◆ Selected extract
The effect of FSU having no contract claim
The third basis upon which it was contended that the proceeding was not well-commenced was that FSU has no contract claim against CBA. It is said each applicant must assert a common cause of action in relation to each claim against a respondent.
In Ryan v Great Lakes Council (1997) 149 ALR 45, Wilcox J was concerned with a case where the group representative had a personal claim against some respondents, but not all of them. He accepted a submission that the proceeding was defective in relation to claims against the other respondents. At 48 Wilcox J said:
“in order to utilise the Pt IVA procedure against a given respondent, the applicant must have a personal claim against that respondent that is shared by at least six other persons. The legislation does not prevent several respondents being joined to a single Pt IVA proceeding, so long as the commencement and standing requirements are met by the applicant in respect of each of them.”
The present case is different from Ryan. FSU has a s 178 claim against the respondent, although not an accrued claim. Both parties accept the two claims constitute but a single “matter”. We think this understanding is correct: see Re Wakim; Ex parte McNally (1999) 163 ALR 270 at [140]. From this and from the wording of s 33C(1) it follows that FSU is entitled to bring the claims in the “matter” before the court, notwithstanding that it would not be entitled to take any personal benefit from the success of one of them, the contract claim, and notwithstanding that it has no contract claim of its own. There is no reason to read down the plain words of s 33C(1).

◆ Task prompt
Say whether each statement below agrees with the passage on FSU having no contract claim, giving yes or no and quoting the words of the passage that decide it. (a) In Ryan, Wilcox J accepted that the proceeding was defective in relation to claims against the other respondents. (b) FSU has an accrued s 178 claim against the respondent. (c) The parties disagree on whether the two claims form a single "matter".

◆ Raw records
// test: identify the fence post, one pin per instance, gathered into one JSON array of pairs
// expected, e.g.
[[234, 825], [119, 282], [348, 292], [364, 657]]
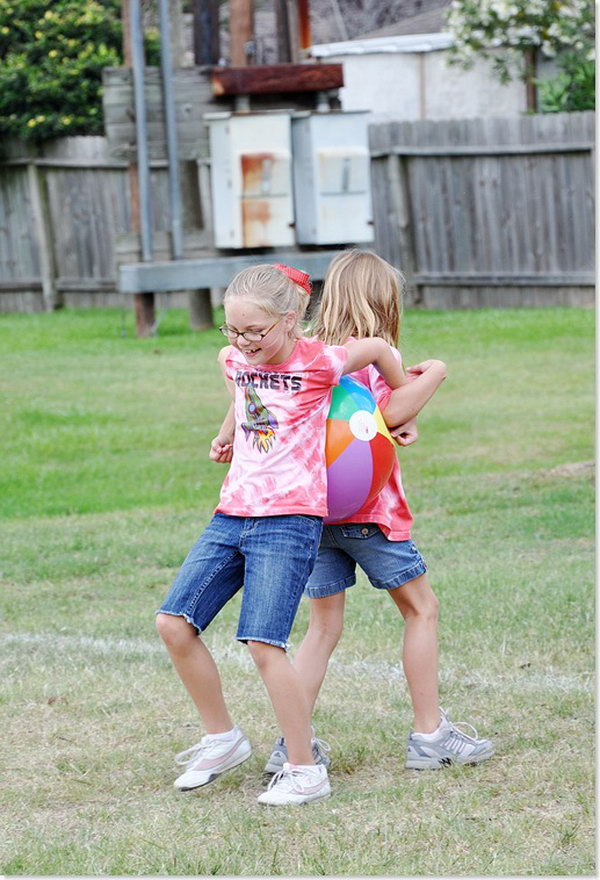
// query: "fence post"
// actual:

◆ Answer to this problem
(a) Yes: "He accepted a submission that the proceeding was defective in relation to claims against the other respondents."
(b) No: "FSU has a s 178 claim against the respondent, although not an accrued claim."
(c) No: "Both parties accept the two claims constitute but a single “matter”."